Object point labels

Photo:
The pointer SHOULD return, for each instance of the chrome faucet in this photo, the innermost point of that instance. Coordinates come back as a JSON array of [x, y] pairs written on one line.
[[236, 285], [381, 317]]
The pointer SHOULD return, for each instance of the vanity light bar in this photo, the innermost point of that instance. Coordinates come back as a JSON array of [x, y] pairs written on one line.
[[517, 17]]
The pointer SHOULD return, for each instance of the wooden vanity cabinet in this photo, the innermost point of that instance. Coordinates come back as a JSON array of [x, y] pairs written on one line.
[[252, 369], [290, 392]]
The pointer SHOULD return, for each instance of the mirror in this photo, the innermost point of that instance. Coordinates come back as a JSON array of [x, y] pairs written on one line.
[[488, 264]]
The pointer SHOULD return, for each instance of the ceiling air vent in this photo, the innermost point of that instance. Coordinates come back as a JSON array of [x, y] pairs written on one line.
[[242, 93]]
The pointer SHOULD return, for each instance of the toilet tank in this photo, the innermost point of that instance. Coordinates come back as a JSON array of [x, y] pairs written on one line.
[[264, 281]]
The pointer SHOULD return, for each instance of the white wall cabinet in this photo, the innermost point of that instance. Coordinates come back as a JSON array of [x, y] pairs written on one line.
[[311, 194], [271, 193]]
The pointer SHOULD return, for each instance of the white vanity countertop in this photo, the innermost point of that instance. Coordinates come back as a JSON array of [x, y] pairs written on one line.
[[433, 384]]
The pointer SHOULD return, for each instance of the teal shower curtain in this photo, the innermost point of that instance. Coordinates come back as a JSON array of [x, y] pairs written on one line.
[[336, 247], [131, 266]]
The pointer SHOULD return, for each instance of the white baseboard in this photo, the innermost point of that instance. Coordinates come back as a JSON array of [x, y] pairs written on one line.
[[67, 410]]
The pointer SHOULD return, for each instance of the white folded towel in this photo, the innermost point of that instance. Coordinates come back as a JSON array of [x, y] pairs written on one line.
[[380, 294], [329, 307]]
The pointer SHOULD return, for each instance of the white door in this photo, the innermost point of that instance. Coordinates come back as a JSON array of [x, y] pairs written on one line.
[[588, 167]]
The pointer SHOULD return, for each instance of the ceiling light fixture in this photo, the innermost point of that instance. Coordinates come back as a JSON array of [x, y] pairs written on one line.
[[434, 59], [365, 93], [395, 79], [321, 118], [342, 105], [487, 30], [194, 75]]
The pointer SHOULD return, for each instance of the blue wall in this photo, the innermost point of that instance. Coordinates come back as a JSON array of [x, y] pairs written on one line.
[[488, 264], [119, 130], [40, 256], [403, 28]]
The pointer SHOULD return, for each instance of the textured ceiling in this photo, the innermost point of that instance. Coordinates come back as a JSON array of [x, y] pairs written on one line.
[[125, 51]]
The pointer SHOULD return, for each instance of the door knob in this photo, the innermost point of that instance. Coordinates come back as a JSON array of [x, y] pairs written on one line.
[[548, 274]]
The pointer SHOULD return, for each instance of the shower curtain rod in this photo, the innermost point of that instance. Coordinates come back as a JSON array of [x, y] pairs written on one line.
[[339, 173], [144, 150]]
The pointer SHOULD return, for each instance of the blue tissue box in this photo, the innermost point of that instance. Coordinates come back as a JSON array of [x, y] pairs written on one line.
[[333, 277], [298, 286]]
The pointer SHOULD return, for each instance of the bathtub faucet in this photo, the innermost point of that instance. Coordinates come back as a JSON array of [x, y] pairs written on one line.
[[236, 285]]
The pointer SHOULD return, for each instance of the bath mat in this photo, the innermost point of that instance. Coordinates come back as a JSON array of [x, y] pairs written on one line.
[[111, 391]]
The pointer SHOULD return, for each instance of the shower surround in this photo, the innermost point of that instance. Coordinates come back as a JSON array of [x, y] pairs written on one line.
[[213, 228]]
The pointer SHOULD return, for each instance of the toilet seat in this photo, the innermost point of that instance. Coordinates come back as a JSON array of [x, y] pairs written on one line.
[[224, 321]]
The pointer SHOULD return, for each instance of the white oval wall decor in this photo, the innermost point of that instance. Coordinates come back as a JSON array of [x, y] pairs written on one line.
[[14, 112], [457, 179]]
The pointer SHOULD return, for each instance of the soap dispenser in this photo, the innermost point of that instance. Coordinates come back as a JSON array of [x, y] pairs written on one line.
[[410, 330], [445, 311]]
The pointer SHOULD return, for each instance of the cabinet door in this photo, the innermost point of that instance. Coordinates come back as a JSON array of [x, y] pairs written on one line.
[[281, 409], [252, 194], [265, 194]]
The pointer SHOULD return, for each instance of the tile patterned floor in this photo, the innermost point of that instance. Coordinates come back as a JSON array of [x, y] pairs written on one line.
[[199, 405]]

__The problem__: Could you write out the records again, from the line with "The pointer SHOULD return, for each instance of the white wall" to the line with "[[67, 410]]" inclusive, with every line's wording unchanged except that each coordinate in the answers is shifted by -129?

__Solution below__:
The pointer SHOULD return, for each instance of the white wall cabinet in this photo, the innermost point of that instance. Coordinates come back as a JSON array of [x, y] pairs written on one line.
[[182, 65], [142, 64]]
The pointer SHOULD return, for each instance of the white vanity countertop in this photo, the innermost point of that instance. Coordinates come back as a JSON array of [x, y] pairs written on one line.
[[304, 255]]
The pointer SHOULD return, for each instance of the teal shower curtain in this photo, the innermost point of that instance. Coordinates come back as a JSON array of [x, y] pairs written on one line.
[[207, 118], [2, 137]]
The pointer SHOULD return, for each instance of the white baseboard in this photo, the innermost point of that instance. Coordinates come back as a JSON array of [x, y] pairs written on one line.
[[-62, 281]]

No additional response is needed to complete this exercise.